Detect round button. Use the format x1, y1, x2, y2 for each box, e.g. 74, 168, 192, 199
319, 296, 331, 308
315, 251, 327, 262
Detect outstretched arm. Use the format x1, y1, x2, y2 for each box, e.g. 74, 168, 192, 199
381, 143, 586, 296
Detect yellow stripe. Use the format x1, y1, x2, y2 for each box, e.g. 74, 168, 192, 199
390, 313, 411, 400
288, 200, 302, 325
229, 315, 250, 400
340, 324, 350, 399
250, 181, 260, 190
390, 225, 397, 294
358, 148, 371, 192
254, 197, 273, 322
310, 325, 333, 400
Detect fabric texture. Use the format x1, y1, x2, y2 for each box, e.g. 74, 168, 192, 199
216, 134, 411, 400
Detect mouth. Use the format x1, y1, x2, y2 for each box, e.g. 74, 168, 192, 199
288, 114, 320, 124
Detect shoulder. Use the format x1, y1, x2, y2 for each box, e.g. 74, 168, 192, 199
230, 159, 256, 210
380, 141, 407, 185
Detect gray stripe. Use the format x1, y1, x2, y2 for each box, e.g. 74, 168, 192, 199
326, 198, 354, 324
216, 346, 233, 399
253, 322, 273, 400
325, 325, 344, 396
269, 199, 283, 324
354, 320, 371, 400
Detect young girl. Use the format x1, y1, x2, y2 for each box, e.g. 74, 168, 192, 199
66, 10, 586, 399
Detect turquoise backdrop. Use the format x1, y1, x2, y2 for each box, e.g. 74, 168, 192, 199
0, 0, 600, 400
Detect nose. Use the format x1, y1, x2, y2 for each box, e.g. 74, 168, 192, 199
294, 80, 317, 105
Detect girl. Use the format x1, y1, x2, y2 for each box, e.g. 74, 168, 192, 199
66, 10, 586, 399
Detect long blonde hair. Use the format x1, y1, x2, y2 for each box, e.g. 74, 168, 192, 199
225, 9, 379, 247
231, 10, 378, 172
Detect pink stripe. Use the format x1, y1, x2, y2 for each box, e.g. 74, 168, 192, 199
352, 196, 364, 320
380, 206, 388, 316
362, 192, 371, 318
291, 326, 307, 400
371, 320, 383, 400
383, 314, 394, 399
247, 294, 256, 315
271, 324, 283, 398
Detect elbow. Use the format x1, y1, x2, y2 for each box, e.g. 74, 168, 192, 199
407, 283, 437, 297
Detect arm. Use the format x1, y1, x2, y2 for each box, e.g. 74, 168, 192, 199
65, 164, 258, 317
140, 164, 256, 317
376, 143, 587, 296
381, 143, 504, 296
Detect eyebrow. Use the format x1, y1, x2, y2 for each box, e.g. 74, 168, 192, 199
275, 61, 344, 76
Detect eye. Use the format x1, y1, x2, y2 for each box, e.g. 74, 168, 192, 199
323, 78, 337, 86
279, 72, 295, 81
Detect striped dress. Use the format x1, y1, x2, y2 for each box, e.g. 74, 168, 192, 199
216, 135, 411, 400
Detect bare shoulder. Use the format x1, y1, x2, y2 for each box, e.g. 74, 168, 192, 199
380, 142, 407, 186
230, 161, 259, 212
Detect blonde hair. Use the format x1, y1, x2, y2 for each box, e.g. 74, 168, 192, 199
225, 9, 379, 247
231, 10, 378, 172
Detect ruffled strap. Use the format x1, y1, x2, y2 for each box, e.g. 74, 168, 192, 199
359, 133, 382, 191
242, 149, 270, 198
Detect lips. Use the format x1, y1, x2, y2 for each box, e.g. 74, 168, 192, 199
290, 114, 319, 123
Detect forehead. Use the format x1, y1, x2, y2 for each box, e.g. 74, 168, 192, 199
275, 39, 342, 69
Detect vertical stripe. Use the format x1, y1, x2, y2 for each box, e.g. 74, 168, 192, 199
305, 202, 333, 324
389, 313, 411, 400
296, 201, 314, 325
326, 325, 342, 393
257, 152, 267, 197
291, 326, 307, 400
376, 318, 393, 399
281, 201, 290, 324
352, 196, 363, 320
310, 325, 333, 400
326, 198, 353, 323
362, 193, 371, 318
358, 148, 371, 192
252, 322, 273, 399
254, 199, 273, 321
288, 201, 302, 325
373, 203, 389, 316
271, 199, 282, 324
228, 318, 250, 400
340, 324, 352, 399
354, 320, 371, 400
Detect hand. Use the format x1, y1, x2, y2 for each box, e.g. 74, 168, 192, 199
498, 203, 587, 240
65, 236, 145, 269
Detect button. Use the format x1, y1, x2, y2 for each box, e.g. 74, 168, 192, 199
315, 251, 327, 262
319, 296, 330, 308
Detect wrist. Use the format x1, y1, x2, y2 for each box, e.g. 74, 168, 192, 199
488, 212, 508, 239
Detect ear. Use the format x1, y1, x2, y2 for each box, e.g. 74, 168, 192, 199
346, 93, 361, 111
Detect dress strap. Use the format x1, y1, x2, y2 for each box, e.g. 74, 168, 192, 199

==*==

- Work to do
Transcribe the data. Leave every line exactly as it is.

- Exercise answer
Detect round button. Use the format x1, y1, x2, y2 for each box, e.g. 74, 168, 192, 199
319, 296, 331, 308
315, 251, 327, 262
Detect outstretched arm. Use the format x1, y1, x2, y2 for each box, e.g. 74, 168, 192, 199
381, 143, 586, 296
Detect yellow stripe. Use the format x1, y1, x2, y2 for each box, e.g. 74, 168, 192, 199
390, 313, 411, 400
288, 200, 302, 325
229, 315, 250, 400
340, 324, 350, 399
250, 181, 260, 190
390, 225, 397, 294
358, 148, 371, 192
254, 197, 273, 322
310, 325, 333, 400
Detect fabric texture. Use the format x1, y1, x2, y2 for each box, e.g. 74, 168, 192, 199
216, 134, 411, 400
Detect mouth. Use the format x1, y1, x2, y2 for each box, e.g. 74, 168, 192, 199
288, 114, 320, 124
Detect shoulder. Use the format x1, y1, x2, y2 for each box, e.g. 74, 168, 192, 199
230, 159, 256, 210
380, 141, 407, 185
Detect gray stripe. Use the format x1, y1, x2, y2 for each box, e.g. 74, 168, 192, 199
326, 198, 354, 324
216, 346, 233, 399
253, 322, 273, 400
325, 325, 344, 396
269, 199, 283, 324
354, 320, 371, 400
Detect young girl. Use the format x1, y1, x2, y2 for each box, e.g. 74, 168, 192, 199
66, 10, 586, 399
Detect turquoise backdrop. Use the format x1, y1, x2, y2 for each box, e.g. 74, 168, 192, 199
0, 0, 600, 400
Detect nose. Use the format x1, y1, x2, y2 for each box, e.g. 74, 168, 192, 199
294, 80, 317, 105
Detect girl. Use the format x1, y1, x2, y2 for each box, e.g. 74, 168, 192, 199
66, 10, 586, 399
Detect long blonde hair. Use the format x1, y1, x2, y2 for each box, e.g. 74, 168, 192, 199
225, 9, 379, 247
231, 10, 378, 172
Detect pink stripe. Use the format x1, y1, x2, y2 for each box, e.g. 74, 168, 192, 199
352, 196, 364, 320
380, 206, 388, 316
362, 192, 371, 318
291, 326, 307, 400
371, 320, 383, 400
383, 314, 394, 399
247, 294, 256, 315
271, 324, 283, 398
Detect elbow. Use the format x1, y1, x2, y2 for each box, e.g. 74, 168, 192, 199
407, 283, 437, 297
Detect arm. Use the format x1, y1, x2, y2 for each box, e.g. 74, 168, 192, 199
65, 164, 258, 317
140, 164, 256, 317
376, 143, 587, 296
381, 143, 504, 296
Detect eyebrow. Use the format x1, y1, x2, y2 for each box, e.g. 74, 168, 192, 199
275, 61, 344, 76
Detect eye. Use the format x1, y1, x2, y2 for each box, e.g. 74, 168, 192, 199
323, 78, 337, 86
279, 72, 295, 81
Detect striped dress. Use the format x1, y1, x2, y2 for each box, e.g. 74, 168, 192, 199
216, 135, 411, 400
Detect bare shoulder. Use the format x1, y1, x2, y2 for each box, e.g. 74, 168, 192, 199
380, 142, 407, 186
230, 161, 259, 212
Detect blonde hair. Use the format x1, y1, x2, y2 for each box, e.g. 74, 168, 192, 199
225, 9, 379, 247
231, 10, 378, 172
Detect ruffled strap. Use the format x1, y1, x2, y2 for each box, e.g. 74, 168, 192, 199
359, 133, 382, 191
242, 149, 270, 198
Detect lips. Use the format x1, y1, x2, y2 for each box, e.g. 74, 168, 192, 199
290, 114, 319, 123
Detect forehead. Use the format x1, y1, x2, y2 for each box, e.g. 74, 168, 192, 199
275, 39, 342, 69
Detect vertical stripe. Use the format x1, y1, x2, y2 for each box, e.g. 74, 168, 192, 199
305, 202, 333, 324
389, 313, 411, 400
296, 201, 314, 325
326, 325, 342, 393
257, 152, 267, 197
291, 326, 307, 400
376, 318, 393, 399
281, 201, 290, 324
352, 196, 363, 320
310, 325, 333, 400
326, 198, 353, 323
362, 193, 371, 318
358, 148, 371, 192
252, 322, 273, 399
254, 199, 273, 321
288, 201, 302, 325
373, 203, 389, 316
271, 199, 282, 324
228, 318, 250, 400
340, 324, 352, 399
354, 320, 371, 400
Detect hand. Use the format x1, y1, x2, y2 for each box, e.g. 74, 168, 192, 199
498, 203, 587, 240
65, 236, 145, 269
Detect button. Use the format x1, y1, x2, y2 for each box, e.g. 74, 168, 192, 199
315, 251, 327, 262
319, 296, 330, 308
Detect wrist. Use the format x1, y1, x2, y2 for each box, e.g. 74, 168, 192, 199
488, 212, 508, 239
Detect ear. Use the format x1, y1, x2, y2 for each box, e.g. 74, 168, 192, 199
346, 93, 361, 111
Detect dress strap. Use the format x1, y1, x2, y2 for each box, e.g. 74, 168, 192, 199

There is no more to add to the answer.